* EXTRACTED INFORMATION:
* * * * * * *

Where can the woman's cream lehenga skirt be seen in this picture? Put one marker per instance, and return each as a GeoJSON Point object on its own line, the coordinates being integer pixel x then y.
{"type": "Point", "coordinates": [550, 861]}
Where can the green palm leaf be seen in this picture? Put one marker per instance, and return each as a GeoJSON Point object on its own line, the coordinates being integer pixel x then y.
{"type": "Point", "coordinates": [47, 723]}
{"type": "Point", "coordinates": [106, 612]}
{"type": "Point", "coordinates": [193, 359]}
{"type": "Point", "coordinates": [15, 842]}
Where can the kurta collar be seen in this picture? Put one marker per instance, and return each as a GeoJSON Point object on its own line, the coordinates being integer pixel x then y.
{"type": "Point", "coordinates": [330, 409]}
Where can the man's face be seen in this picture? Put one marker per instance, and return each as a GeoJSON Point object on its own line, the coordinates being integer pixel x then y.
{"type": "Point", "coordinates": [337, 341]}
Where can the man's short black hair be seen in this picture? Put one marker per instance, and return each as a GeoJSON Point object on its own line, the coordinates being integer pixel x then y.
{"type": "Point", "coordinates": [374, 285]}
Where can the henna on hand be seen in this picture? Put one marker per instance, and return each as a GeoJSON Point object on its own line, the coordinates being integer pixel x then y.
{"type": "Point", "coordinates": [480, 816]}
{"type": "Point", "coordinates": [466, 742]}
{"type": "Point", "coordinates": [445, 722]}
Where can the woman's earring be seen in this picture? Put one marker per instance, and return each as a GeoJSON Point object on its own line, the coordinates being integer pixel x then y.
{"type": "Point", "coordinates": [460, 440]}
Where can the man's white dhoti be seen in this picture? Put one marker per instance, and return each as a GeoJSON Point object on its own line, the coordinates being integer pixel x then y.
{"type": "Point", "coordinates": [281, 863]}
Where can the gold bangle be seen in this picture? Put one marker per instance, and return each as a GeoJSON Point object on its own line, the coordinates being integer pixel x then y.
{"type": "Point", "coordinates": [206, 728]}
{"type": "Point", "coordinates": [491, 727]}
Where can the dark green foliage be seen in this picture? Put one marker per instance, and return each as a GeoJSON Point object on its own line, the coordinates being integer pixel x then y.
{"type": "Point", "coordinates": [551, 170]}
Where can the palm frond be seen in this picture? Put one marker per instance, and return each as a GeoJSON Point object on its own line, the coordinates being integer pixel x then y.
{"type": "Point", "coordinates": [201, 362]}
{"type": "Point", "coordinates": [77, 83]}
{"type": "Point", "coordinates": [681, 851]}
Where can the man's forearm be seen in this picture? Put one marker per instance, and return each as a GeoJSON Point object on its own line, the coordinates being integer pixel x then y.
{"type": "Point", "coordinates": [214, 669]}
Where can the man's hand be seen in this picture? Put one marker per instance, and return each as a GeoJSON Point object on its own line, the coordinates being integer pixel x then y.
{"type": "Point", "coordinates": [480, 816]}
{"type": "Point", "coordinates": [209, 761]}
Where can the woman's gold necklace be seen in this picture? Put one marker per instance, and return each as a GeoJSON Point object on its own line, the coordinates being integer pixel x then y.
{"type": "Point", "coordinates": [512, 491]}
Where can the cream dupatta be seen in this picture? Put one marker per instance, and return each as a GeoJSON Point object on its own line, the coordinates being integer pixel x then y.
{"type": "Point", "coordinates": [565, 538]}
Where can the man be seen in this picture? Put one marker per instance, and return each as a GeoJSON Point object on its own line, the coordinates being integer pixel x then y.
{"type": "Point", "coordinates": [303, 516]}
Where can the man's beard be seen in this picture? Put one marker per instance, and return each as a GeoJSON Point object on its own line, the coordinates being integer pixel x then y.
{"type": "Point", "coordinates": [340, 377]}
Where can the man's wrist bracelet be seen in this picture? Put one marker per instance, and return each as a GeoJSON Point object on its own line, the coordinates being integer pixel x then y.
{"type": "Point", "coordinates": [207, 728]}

* * * * * * *

* PROMPT:
Every entry above should be transcribed exactly and in full.

* SOLUTION TO THIS EXERCISE:
Where can the woman's cream lehenga skirt be seen in this picture? Put one marker per instance, and return each as a GeoJSON Point object on its own line, the coordinates being integer pixel x then y.
{"type": "Point", "coordinates": [550, 861]}
Where can the green palm leaf be seen in this picture? Put one marker per instance, and return each as a GeoJSON Point object on its own line, the coordinates being integer pixel x then y.
{"type": "Point", "coordinates": [47, 723]}
{"type": "Point", "coordinates": [106, 612]}
{"type": "Point", "coordinates": [193, 359]}
{"type": "Point", "coordinates": [15, 842]}
Where can the kurta collar be seen in this picture? Put one marker per instance, and return each as a GeoJSON Point object on its own line, the coordinates being integer pixel x then y.
{"type": "Point", "coordinates": [330, 409]}
Where can the man's face be seen in this picture? Put one marker per instance, and return each as a GeoJSON Point object on its own line, the coordinates being integer pixel x then y.
{"type": "Point", "coordinates": [337, 341]}
Where can the man's short black hair be seen in this picture? Put one marker per instance, and return each as a GeoJSON Point object on its own line, the coordinates being integer pixel x then y.
{"type": "Point", "coordinates": [374, 285]}
Where can the henna on hand be seen in this picture? Put one marker per instance, and return each as a GeoJSON Point object on its own line, the coordinates being integer pixel x then y.
{"type": "Point", "coordinates": [480, 816]}
{"type": "Point", "coordinates": [466, 742]}
{"type": "Point", "coordinates": [445, 722]}
Where can the woman's earring be seen in this picture? Put one marker per instance, and return each as a GeoJSON Point object on its own line, the coordinates being integer pixel x then y.
{"type": "Point", "coordinates": [460, 440]}
Where can the man's white dhoti be seen in this picture? Put one marker per instance, and return each as a GeoJSON Point object on its own line, the coordinates being integer pixel x then y.
{"type": "Point", "coordinates": [281, 863]}
Where can the gold bangle be seen in this picture? Put one marker per instance, and return each as a GeoJSON Point object on its own line, the coordinates being integer pixel x then y.
{"type": "Point", "coordinates": [206, 728]}
{"type": "Point", "coordinates": [491, 727]}
Where can the dark green foliage be seen in this picture? Put one marker per instance, and return each as a GeoJSON Point object on its own line, the coordinates being integer pixel x then y.
{"type": "Point", "coordinates": [551, 170]}
Where can the palm frond be seen in this picture? Put one marker per instance, and return each as a GeoJSON Point object on its own line, the coordinates being integer pixel x then y.
{"type": "Point", "coordinates": [201, 362]}
{"type": "Point", "coordinates": [77, 83]}
{"type": "Point", "coordinates": [681, 851]}
Where can the man's forearm be seen in this picture? Put one marker per instance, and return each as a GeoJSON Point object on its own line, the coordinates being integer pixel x then y.
{"type": "Point", "coordinates": [214, 669]}
Where can the man's hand be seen in this picture? Put one marker per instance, and return each as a GeoJSON Point object on its own line, the coordinates being integer pixel x then y.
{"type": "Point", "coordinates": [480, 816]}
{"type": "Point", "coordinates": [209, 761]}
Where can the woman's gold necklace be seen in this picture? Put one marker per instance, and return each as a GeoJSON Point object on its own line, the coordinates being integer pixel x then y.
{"type": "Point", "coordinates": [512, 491]}
Where can the cream dupatta be seen in this picture? Put one marker per instance, and return each as a GeoJSON Point object on its own line, the coordinates being integer pixel x then y.
{"type": "Point", "coordinates": [565, 538]}
Where can the man be seen in this picture? Put one marker per instance, and return each as a GeoJSON Point object on its own line, the coordinates being integer pixel x then y.
{"type": "Point", "coordinates": [303, 516]}
Where can the man's beard be seen in this picture? Put one marker per instance, and return each as a GeoJSON Point object on its own line, the coordinates being integer pixel x then y.
{"type": "Point", "coordinates": [340, 377]}
Where can the man's wrist bracelet be seen in this picture? Put one marker per instance, and return each as a GeoJSON Point object on its own line, the coordinates being integer pixel x then y.
{"type": "Point", "coordinates": [207, 728]}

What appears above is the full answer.